-------- AVAILABLE RECORDS --------
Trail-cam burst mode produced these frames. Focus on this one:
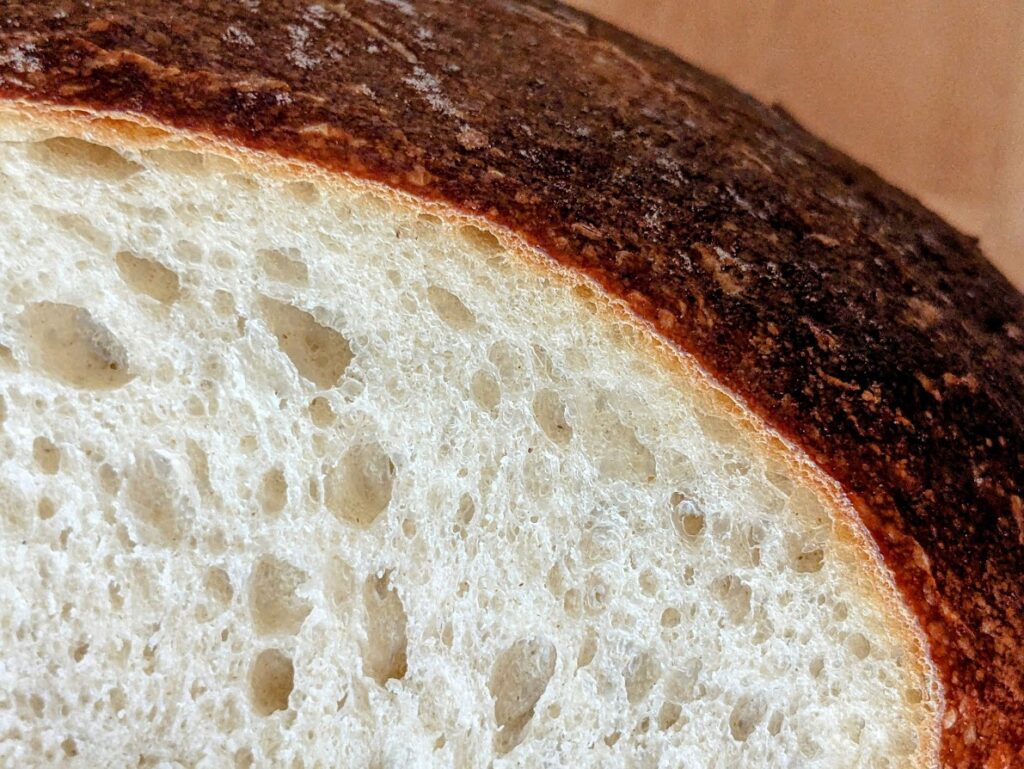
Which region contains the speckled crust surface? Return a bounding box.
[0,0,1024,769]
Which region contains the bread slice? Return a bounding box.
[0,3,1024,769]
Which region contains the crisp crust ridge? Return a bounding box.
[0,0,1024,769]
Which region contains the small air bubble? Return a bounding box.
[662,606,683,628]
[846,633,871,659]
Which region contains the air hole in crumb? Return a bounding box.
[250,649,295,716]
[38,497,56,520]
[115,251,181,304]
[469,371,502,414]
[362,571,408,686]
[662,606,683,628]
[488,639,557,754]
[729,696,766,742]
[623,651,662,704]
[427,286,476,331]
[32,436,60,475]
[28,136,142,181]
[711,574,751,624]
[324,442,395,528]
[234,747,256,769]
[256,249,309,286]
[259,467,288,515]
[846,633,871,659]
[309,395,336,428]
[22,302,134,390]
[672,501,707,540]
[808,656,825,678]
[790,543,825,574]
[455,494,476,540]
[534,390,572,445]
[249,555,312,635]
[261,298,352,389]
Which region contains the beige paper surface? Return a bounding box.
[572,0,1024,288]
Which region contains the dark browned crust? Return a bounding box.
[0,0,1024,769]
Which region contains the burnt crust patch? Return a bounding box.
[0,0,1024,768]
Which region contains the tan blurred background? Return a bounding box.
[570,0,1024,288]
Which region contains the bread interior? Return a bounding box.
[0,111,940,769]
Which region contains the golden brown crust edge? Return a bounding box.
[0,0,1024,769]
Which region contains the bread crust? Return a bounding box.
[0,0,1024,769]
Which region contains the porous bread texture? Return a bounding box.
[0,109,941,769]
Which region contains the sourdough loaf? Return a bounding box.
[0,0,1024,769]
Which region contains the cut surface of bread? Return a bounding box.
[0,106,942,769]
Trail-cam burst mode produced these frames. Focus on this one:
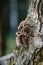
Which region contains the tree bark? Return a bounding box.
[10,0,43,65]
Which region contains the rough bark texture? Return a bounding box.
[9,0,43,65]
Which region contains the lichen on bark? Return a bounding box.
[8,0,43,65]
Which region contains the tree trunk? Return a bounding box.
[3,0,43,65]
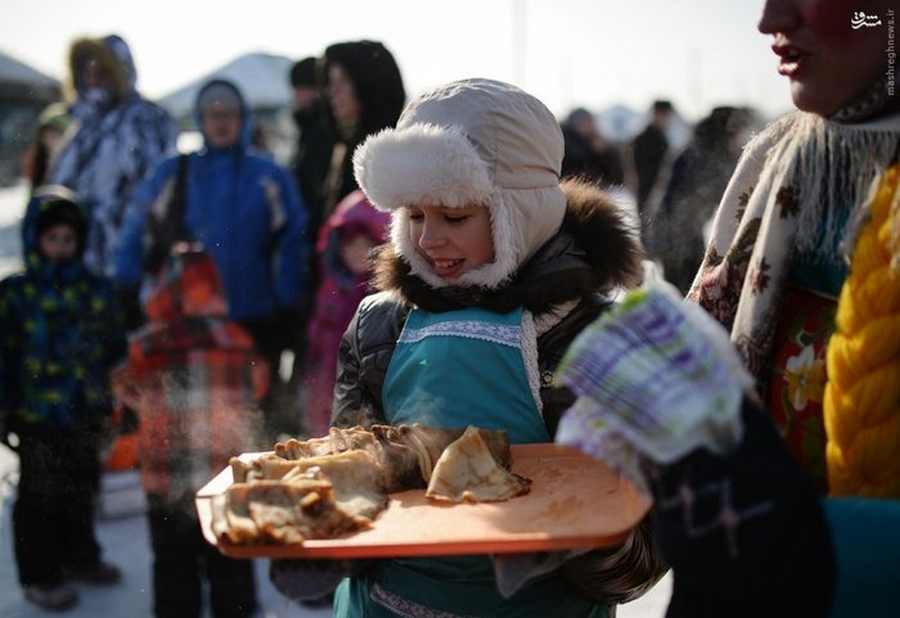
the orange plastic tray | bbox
--------
PROBLEM TO SOLVE - Starting at the item line that contains "Which region contains the porous" and ending at the last line of the items, write out every line again, requests included, but omit the pictures. Multiply each bounding-box coordinate in the answers by 2.3 and round it to a whole number, rounding halves up.

ANSWER TO THIS TASK -
Which region contains the porous bread texture? Return a bounding box.
[0,251,2164,1769]
Which region contains the sourdough loaf? Return a bounding box.
[0,0,2355,1769]
Which region contains the cut surface of bread? Return a bounding box.
[0,244,2167,1769]
Trail-cam burst mode produced these frames. Focus on this one:
Which region contains the tree bark? Return a bounding box.
[23,0,99,150]
Which region contains the rough bark texture? Return a bounding box.
[21,0,99,150]
Which region contains the lichen on bark? Return a bounding box.
[18,0,99,150]
Which region contains the tree trunk? Return a bounding box.
[7,0,99,150]
the orange plastic tray | bbox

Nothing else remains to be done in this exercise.